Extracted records
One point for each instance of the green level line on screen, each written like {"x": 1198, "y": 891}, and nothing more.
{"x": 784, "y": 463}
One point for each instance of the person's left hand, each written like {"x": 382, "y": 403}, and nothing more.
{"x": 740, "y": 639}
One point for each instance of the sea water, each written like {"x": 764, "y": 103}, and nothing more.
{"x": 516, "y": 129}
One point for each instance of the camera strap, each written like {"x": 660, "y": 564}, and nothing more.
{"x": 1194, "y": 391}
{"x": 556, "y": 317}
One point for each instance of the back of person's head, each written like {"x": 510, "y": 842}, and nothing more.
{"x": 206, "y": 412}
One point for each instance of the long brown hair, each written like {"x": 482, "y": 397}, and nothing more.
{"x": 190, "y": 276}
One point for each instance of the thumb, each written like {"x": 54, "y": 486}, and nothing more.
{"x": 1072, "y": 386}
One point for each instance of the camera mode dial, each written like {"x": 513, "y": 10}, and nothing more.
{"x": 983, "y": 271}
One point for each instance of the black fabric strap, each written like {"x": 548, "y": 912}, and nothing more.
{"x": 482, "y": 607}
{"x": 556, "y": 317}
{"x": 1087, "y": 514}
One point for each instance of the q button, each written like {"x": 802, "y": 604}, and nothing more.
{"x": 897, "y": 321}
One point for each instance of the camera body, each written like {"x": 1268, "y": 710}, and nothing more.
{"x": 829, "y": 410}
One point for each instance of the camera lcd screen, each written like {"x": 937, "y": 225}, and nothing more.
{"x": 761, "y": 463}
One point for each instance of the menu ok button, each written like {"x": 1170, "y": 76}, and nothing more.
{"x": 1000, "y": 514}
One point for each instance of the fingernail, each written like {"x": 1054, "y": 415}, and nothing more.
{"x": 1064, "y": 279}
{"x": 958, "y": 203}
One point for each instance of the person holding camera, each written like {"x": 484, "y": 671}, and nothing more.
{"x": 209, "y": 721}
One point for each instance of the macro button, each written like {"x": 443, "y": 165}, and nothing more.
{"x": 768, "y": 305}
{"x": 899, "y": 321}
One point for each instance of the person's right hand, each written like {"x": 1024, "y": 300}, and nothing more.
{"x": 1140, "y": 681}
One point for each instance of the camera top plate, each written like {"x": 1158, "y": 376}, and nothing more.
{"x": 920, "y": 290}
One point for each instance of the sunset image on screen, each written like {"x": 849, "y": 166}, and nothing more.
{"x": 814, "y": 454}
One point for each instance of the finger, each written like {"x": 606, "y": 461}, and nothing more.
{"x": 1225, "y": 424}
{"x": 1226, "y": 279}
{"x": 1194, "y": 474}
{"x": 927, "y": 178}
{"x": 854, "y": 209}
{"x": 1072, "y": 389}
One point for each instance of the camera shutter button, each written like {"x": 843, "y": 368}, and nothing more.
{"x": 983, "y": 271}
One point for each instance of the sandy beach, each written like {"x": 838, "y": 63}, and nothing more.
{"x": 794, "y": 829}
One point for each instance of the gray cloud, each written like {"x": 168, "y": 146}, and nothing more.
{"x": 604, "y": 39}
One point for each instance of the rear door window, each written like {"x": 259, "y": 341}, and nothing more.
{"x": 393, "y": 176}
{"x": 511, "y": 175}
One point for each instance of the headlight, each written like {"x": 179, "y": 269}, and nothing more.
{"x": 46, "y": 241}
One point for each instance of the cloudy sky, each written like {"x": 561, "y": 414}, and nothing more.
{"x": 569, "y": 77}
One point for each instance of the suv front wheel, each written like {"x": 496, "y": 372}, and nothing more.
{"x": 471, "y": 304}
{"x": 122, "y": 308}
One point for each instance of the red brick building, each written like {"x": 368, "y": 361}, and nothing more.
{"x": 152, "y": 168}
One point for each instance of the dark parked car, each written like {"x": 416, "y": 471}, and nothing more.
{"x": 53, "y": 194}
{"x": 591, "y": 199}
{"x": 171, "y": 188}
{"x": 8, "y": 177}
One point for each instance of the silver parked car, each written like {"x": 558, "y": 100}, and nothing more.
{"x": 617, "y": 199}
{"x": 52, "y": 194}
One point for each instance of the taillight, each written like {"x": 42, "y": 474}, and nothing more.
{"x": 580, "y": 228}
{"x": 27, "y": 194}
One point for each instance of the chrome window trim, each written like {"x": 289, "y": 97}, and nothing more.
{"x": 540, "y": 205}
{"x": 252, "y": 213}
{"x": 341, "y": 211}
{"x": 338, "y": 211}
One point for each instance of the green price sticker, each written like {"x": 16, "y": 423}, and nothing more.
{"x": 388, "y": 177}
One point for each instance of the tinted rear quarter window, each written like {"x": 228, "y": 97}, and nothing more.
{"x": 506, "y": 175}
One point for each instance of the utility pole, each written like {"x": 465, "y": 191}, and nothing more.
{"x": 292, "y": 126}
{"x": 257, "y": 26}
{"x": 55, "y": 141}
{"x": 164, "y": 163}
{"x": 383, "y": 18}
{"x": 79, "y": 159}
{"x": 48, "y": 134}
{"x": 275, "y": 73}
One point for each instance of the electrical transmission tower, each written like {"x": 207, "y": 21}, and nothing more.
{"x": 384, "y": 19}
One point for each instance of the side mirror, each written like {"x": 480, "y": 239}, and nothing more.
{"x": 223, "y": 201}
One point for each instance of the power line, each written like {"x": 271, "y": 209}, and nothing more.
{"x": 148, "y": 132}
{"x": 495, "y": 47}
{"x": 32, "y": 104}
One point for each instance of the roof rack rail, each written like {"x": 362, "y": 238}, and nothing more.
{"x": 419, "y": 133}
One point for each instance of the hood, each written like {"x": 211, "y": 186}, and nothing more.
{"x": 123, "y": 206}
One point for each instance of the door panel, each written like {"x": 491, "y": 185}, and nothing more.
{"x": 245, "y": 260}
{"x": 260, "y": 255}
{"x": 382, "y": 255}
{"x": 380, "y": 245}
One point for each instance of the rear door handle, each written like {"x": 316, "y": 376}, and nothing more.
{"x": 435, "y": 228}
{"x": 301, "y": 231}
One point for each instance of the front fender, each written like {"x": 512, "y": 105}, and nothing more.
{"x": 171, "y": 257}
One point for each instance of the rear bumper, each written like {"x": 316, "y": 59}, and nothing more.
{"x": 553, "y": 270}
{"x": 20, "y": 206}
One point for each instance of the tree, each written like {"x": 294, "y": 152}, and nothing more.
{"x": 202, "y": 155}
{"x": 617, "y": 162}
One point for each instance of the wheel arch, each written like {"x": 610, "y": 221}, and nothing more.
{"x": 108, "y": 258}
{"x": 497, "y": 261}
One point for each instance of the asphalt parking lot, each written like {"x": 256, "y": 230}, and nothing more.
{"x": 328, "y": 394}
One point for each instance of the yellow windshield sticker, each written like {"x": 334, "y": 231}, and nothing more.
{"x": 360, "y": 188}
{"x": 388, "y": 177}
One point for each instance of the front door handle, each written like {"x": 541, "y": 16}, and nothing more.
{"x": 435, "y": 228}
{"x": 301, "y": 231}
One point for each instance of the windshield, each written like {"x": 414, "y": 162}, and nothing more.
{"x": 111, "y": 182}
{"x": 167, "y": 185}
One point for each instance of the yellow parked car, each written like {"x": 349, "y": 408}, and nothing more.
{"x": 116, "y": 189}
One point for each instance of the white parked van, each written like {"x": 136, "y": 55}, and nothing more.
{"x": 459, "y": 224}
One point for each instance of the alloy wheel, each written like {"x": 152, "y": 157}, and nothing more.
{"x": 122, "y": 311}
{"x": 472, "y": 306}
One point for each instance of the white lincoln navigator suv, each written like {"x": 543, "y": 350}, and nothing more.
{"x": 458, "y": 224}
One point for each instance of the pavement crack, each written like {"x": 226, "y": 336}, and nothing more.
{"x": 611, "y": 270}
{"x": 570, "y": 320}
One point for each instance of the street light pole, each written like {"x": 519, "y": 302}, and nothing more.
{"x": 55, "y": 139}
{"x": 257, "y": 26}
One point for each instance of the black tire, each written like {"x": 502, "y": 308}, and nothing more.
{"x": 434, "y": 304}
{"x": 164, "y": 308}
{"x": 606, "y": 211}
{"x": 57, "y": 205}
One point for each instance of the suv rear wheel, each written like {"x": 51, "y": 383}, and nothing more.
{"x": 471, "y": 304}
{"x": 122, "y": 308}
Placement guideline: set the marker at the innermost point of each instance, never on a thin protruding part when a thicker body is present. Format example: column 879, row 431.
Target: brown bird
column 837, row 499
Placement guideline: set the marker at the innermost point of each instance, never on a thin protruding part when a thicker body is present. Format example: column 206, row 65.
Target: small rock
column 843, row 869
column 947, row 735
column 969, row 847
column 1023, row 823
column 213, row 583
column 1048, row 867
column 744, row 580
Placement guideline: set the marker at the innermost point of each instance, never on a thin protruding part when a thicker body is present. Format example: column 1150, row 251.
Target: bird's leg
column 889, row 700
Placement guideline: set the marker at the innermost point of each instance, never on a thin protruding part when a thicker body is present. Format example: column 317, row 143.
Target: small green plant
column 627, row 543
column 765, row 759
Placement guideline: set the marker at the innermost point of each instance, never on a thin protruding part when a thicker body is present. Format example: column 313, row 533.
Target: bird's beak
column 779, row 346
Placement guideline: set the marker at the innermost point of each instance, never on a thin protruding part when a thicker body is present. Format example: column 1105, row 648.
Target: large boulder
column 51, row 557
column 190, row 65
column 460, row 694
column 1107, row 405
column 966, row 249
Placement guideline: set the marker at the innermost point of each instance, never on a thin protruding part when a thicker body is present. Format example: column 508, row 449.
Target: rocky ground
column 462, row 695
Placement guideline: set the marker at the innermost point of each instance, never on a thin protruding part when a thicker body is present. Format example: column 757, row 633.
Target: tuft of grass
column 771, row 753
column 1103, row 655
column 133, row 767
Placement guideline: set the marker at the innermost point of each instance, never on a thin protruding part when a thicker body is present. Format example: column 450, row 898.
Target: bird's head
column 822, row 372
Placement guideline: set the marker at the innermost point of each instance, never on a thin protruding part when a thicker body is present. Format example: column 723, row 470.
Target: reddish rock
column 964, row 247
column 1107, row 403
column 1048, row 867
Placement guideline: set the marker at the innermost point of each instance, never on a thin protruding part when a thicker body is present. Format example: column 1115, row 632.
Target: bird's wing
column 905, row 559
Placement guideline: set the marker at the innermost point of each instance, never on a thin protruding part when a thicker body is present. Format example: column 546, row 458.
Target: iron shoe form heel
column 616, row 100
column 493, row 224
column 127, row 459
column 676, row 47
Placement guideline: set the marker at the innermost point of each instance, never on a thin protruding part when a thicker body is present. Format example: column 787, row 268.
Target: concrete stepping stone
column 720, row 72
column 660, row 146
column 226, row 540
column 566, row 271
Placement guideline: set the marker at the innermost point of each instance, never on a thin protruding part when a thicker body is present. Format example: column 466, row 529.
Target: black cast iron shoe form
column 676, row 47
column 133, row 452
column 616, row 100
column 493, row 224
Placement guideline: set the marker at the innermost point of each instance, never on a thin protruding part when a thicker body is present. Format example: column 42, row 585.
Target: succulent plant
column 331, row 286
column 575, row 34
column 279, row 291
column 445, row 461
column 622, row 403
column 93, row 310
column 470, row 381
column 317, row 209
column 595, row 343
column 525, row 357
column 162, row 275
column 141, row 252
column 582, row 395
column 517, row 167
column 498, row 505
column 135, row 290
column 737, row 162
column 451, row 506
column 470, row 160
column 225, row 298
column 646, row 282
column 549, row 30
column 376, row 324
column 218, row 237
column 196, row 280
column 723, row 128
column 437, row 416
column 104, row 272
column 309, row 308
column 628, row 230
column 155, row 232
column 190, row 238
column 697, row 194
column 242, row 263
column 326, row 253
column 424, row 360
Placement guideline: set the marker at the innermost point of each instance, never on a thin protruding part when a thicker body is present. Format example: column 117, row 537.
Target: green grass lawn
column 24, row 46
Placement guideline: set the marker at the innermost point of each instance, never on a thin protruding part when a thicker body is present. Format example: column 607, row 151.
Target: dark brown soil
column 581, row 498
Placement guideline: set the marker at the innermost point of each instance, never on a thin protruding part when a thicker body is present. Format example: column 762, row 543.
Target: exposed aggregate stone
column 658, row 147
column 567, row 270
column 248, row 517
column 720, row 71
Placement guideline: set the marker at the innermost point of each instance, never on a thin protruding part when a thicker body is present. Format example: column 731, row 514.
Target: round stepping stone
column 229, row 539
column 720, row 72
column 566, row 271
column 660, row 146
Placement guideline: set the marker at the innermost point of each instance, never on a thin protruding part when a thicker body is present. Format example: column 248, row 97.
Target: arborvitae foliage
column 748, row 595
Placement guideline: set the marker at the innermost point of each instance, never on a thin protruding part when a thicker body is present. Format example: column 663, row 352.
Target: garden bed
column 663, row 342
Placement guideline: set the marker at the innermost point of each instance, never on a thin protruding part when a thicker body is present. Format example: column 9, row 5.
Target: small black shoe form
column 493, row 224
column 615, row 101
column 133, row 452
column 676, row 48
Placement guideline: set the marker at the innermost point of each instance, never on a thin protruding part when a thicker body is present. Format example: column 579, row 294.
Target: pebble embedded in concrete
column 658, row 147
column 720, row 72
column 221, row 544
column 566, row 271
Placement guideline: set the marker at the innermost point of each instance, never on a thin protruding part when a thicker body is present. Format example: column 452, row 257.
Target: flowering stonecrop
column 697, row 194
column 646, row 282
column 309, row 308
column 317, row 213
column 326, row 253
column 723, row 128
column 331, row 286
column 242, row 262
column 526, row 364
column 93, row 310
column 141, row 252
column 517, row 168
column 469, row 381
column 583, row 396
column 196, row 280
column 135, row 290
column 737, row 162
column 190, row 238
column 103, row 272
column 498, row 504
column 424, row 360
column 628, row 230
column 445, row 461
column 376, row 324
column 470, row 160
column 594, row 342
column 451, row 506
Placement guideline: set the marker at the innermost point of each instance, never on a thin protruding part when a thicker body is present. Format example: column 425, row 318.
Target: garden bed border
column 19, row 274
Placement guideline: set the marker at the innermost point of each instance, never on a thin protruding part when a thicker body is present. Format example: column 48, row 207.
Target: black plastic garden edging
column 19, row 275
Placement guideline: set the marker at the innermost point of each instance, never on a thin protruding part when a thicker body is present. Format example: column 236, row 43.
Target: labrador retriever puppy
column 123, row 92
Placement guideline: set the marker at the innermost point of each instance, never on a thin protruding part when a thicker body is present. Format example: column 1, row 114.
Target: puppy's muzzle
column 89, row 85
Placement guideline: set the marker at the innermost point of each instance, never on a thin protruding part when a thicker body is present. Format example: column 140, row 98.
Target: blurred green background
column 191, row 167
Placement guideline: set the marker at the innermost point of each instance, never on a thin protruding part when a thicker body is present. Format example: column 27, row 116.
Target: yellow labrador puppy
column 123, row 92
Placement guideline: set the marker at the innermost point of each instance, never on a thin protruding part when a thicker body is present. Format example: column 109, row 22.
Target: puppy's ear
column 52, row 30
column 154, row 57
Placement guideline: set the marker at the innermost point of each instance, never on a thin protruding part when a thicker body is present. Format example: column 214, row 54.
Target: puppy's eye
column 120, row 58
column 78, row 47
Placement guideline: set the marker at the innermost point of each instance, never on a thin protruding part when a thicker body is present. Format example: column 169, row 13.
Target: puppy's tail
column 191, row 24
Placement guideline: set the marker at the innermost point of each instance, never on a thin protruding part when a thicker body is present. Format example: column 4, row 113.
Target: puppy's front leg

◆ EXERCISE GOAL
Repeat, with no changes, each line from the one with "48, row 207." to the end of the listing, including both ends and nothing else.

◆ RESPONSE TO THIS TASK
Placement guideline: set the marker at the innermost point of each instance, never on a thin protruding part when a thicker body is present. Format example: column 48, row 207.
Target: black plastic garden edging
column 19, row 275
Placement guideline: set the marker at the innermost point of each instance, never on a thin protruding part when a thicker body is present. Format example: column 236, row 43.
Target: labrador retriever puppy
column 123, row 92
Placement guideline: set the marker at the innermost point of each instance, never on a thin protruding part when a thicker body is present. Format example: column 1, row 114.
Target: puppy's muzzle
column 89, row 85
Placement guideline: set the marker at the innermost point of each instance, never on a thin protruding part when a thicker body is present. Format example: column 140, row 98.
Target: blurred green background
column 191, row 167
Placement guideline: set the marker at the innermost point of each instance, never on a thin protruding part when a thicker body is present. Format example: column 27, row 116.
Target: yellow labrador puppy
column 123, row 92
Placement guideline: set the marker at the innermost point of each instance, never on a thin protruding part when a thicker body is present. Format example: column 109, row 22.
Target: puppy's ear
column 52, row 30
column 154, row 57
Placement guideline: set the marker at the innermost point of each instance, never on a thin protruding part when a thicker body is present. Format example: column 214, row 54.
Target: puppy's eye
column 120, row 58
column 78, row 47
Placement guideline: set the marker at the innermost point of each instance, never on a thin protruding part when a thicker body is present. Format example: column 169, row 13.
Target: puppy's tail
column 191, row 24
Placement guideline: set the marker at the innermost point of each instance, never on a thin protruding part when a thicker body is present. Format example: column 4, row 113.
Target: puppy's front leg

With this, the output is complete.